▸ Page extract
Nice pictures. I'm going to say the one I caught would be in that same class. I just remember the girth on it looked huge. I have handled plenty of pacific sailfish and that tarpon was a whole different class of fish!

-Mike.


----------



## skaV (Jun 7, 2005)

The fish is a 120-130. Scott is right, 85 to 93% of ALL boated fish die, period. If you are not going to kill keep them in the water.


----------



## catch 5 (Apr 10, 2006)

That was already said skaV, like 3 times.


----------



## david (Jul 20, 2004)

You sure it is not 86-94%



skaV said:


> The fish is a 120-130. Scott is right, 85 to 93% of ALL boated fish die, period. If you are not going to kill keep them in the water.


----------



## Scott (May 24, 2004)

david said:


> You sure it is not 86-94%


Ron Taylor of the FWRI, mentions a mortality study and one that involved a single death attributed to pulling a fish out of the water:

Where he says this:

"Controlled studies have shown that most fish released after hook-and-line capture, survive. Researchers working in Boca Grande Pass tagged 27 tarpon with sonic transmitters and found that 26 of these hook-and-line-caught fish survived. The one fish that died had been lifted from the water for a prerelease photograph."

--------------------------

That's enough for me....


----------



## EKNIP (Sep 15, 2005)

Ok .. So How Long Is Too Long To Be Fighting A Tarpon(over 150 Lbs) I Have Seen The "fly Rodders" Struggle With Large Tarpon For Hours!!!. I Have To Ask A Honest Question ... Do We Have The Proper Fish Fighting Skills To Land Tarpon On Fly/light Tackle?? . I Ask Myself This Question When I Am Out There Wavng My 12wt At These Huge Fish. I Feel That I Could Use Some Pointers On How To Fight/ Land These Fish So As To Not Harm Them. Just A Thought.....


----------



## Scott (May 24, 2004)

Graham or Fin_Adict are probably the best to answer fly rod questions around here. Maybe they'll PM you.


----------



## david (Jul 20, 2004)

There are numerous factors associated with the mortality rate of a fish that is caught and released. All these factors need to be considered when equating the reason for a fishes survival after the catch. The age of the fish, the relative health of the fish, the amount of stress used during the fight, how handled once caught, how well the fish is revived prior to releasing. All these factors need to be considered when placing any sort of statistics on mortality rate. A fish that is faught for 3 hours on light tackle and released boat side in an improper manner may have a higher mortality rate than a fish of the same size faught on large tackle for a short time brought inside the boat for a picture and then revived properly. I have very little faith in mortality rates of fish caught and released unless all the facts are known of the actual catch and release.


----------



## Scott (May 24, 2004)

David, I know you are Jake's dad and we all appreciate you participating on this board. It has always been open to everybody and everybody is welcome to exchange their opinions here and the primary purpose of the board is to exchange information and ideas. So we are glad you are here. We hope you'll continue to participate.

▸ Brief
Write the next part of the forum thread on releasing tarpon, picking up after Scott's last post. The entries after the tarpon thread play no part in the work.

▸ Dataset content
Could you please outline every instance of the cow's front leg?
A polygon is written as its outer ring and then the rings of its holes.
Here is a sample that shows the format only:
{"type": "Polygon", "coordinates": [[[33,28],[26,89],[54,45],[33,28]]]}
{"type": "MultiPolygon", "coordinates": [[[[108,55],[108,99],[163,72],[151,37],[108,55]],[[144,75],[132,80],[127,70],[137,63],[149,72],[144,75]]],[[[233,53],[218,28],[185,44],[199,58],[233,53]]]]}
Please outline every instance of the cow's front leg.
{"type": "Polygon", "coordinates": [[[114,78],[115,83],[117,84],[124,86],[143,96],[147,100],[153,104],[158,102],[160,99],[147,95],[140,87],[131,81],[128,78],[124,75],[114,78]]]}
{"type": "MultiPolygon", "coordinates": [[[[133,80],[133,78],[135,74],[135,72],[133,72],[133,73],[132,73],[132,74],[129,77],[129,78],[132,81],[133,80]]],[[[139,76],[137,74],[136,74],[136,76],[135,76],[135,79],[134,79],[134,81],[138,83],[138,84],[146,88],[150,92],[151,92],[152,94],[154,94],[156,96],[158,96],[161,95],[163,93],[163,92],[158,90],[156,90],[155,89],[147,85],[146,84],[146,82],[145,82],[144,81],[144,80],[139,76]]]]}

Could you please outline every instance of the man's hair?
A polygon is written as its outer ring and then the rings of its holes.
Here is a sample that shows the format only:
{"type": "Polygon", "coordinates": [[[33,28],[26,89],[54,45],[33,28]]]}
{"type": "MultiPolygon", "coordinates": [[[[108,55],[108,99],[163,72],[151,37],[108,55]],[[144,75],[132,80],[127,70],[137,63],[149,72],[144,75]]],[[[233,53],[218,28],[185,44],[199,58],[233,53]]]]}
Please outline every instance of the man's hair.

▸ Answer to the problem
With regard to your comments, no doubt that is true. I would love to see other studies if you have them. What I do know from personal experience is that most anglers in Boca Grande pass know how to handle and release fish, and the ones who participated in these studies are usually guide boats, because that's usually the way they coordinate studies in the pass, so I will assume that those other extraneous factors were certainly taken into consideration by those doing the studies. That is why they are called "controlled" studies as the quote referenced. If you have any other information to confirm that it is okay to drag a tarpon into a boat for a photo op and let him back in the water and confirm his survival with only a little more than a 4% mortality, which is what they have found with tarpon released who are not drug out of the water in Boca Grande Pass, taking into account shark attacks too (that was published by a guy named Edwards in 1998), I'm more than happy to listen and admit when I'm wrong. I have just seen nothing to suggest it is okay to drag a fish in a boat and then release it without adversely effecting mortality. To try and argue the "value" of doing so simply makes no sense to me. In the catch and release money tournaments in Boca Grande they are very careful to use slings to hoist fish out of the water and treat them very careful. There is a reason for that. They don't drag the fish in the boat to get over to the weigh station. Sorry again, but I see no reason to try and legitimize dragging the fish out of the water when we simply don't have to. Give them every chance you can. That's what I would think is the best motto.


----------



## texas john (Nov 14, 2005)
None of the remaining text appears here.